• Set exercise: Change every "Target" to "Label" in the part of the records that opens with the line containing "of the fingernail" and runs through the end of the records. Give that part back with nothing else altered.

• The records:
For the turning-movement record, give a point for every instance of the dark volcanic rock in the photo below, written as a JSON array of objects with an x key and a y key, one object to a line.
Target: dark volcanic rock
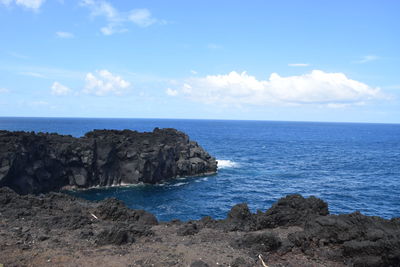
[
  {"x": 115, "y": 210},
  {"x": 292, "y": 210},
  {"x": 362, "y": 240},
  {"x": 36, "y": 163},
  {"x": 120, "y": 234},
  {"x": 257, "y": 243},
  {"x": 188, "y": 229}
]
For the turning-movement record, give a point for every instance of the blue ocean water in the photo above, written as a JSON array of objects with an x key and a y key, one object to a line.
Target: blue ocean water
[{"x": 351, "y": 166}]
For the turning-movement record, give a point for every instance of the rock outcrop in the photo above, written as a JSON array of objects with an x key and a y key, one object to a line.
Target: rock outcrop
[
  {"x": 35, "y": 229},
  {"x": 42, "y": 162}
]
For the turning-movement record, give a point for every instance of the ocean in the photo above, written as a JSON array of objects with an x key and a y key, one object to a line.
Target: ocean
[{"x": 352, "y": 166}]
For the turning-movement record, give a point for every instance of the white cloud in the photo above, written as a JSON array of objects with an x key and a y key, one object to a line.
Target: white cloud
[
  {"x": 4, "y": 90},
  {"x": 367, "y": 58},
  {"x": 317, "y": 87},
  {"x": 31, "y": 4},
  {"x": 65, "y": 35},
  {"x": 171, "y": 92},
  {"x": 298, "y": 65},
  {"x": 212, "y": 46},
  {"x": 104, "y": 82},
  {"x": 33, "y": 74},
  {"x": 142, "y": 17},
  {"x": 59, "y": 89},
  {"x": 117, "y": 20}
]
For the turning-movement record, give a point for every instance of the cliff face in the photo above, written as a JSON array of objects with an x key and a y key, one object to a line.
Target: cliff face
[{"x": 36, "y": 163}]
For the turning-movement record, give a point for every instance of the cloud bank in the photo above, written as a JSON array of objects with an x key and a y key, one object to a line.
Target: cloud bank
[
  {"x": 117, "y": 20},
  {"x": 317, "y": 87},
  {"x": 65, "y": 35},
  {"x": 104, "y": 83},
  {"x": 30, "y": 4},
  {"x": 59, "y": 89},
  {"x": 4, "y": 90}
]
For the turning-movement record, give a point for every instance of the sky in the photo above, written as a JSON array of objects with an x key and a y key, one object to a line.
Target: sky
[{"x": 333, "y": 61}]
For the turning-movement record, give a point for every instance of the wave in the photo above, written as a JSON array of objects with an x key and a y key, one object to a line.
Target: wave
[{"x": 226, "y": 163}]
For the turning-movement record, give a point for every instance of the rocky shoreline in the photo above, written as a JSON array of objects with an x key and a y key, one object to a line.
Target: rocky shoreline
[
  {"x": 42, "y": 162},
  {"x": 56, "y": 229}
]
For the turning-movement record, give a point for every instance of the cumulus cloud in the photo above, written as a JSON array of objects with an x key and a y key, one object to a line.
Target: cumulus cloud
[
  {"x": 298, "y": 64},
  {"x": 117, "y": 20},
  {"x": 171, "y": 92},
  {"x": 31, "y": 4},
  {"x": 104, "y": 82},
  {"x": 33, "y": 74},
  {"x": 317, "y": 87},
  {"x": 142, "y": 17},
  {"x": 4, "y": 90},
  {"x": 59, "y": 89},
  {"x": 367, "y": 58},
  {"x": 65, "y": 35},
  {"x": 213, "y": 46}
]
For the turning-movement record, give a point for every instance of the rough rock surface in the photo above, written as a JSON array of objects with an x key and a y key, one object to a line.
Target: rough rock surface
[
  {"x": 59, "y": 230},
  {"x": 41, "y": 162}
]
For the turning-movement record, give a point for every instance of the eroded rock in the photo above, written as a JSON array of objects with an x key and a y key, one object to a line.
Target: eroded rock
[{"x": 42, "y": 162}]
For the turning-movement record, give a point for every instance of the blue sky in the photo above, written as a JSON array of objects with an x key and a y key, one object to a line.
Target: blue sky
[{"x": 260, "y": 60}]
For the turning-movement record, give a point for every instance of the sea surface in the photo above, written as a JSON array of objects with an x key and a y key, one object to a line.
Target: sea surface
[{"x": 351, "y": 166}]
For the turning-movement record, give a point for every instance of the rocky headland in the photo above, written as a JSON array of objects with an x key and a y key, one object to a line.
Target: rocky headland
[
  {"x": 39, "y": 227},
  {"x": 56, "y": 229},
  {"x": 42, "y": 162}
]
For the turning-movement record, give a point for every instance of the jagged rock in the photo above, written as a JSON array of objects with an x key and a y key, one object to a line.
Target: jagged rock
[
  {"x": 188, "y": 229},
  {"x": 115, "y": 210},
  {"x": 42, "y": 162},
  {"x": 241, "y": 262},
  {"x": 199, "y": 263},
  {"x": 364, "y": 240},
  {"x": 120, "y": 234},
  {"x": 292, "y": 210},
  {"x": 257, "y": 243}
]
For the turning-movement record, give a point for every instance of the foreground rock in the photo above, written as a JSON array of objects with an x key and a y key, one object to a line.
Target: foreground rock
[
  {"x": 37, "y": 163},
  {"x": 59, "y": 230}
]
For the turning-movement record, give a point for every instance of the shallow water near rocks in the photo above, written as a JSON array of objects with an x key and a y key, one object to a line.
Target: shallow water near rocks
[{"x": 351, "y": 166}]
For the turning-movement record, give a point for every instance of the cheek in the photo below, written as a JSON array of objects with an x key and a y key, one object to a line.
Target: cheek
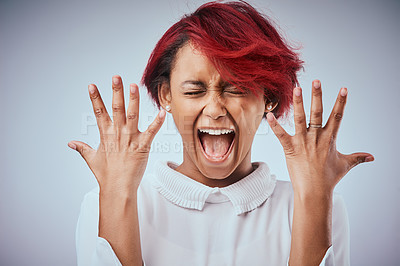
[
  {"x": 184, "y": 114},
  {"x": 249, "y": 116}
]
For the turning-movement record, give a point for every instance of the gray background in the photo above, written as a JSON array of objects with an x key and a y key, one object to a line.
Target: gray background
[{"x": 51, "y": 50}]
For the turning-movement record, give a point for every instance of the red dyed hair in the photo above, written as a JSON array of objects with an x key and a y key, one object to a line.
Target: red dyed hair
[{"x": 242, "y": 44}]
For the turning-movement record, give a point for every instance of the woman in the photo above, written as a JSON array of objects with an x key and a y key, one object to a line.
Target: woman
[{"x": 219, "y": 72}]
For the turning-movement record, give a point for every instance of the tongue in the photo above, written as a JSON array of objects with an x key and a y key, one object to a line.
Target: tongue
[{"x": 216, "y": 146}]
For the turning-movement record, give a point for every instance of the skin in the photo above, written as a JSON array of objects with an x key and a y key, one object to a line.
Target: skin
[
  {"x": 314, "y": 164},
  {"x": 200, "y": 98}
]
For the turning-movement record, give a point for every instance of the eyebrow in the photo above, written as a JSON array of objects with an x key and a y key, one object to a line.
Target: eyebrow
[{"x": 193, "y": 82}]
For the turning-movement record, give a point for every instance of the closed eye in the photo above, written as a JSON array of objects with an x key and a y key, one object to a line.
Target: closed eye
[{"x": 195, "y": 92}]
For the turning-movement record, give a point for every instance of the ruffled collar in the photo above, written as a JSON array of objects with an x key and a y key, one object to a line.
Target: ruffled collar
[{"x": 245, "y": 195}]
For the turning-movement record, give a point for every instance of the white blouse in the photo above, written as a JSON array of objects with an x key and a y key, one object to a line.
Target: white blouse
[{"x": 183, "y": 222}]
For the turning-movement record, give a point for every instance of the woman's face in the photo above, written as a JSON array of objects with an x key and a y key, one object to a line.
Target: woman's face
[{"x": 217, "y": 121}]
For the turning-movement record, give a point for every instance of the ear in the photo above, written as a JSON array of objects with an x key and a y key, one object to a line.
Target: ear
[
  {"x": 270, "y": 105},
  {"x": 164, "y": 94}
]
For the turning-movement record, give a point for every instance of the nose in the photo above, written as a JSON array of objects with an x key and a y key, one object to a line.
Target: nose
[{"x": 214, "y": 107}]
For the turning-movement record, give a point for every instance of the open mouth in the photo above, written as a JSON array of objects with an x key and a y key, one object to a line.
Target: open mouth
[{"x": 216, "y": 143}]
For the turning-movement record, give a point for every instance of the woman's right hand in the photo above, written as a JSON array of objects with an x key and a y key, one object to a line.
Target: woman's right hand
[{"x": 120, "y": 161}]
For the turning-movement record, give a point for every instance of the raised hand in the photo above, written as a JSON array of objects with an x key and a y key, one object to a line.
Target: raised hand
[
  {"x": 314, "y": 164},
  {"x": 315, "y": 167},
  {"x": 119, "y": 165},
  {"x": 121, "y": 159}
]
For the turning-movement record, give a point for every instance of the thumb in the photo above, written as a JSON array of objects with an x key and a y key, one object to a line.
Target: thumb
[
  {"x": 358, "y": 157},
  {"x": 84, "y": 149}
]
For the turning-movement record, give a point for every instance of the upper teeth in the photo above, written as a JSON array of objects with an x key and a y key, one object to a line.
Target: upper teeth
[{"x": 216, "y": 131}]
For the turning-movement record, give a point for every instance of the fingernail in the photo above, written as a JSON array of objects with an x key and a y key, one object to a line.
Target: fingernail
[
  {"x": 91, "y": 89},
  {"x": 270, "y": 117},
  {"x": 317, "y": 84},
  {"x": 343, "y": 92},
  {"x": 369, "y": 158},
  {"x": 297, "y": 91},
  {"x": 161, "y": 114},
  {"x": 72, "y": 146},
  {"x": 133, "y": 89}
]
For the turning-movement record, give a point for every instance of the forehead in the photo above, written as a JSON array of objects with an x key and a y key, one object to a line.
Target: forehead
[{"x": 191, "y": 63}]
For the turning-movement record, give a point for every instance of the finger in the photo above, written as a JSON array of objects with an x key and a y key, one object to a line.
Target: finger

• Answer in full:
For the turning-movement record, give a point for every instance of the fingernail in the photo above, written as a JSON array of objects with an x key and a y key, one object to a line.
Label: fingernail
[
  {"x": 91, "y": 89},
  {"x": 270, "y": 117},
  {"x": 317, "y": 84},
  {"x": 343, "y": 92},
  {"x": 369, "y": 158},
  {"x": 297, "y": 91},
  {"x": 161, "y": 114},
  {"x": 72, "y": 146},
  {"x": 133, "y": 89}
]
For the turning-movement record, give a point for every instance of the forehead in the photo above, written as a JSON array of objects with an x key and a y key, one object to a line.
Label: forehead
[{"x": 191, "y": 63}]
For the turning-movement record, give a point for every instance of the finger in the photo above, written as a JSON array of objects with an x key and a y key, one object to a line.
Label: finger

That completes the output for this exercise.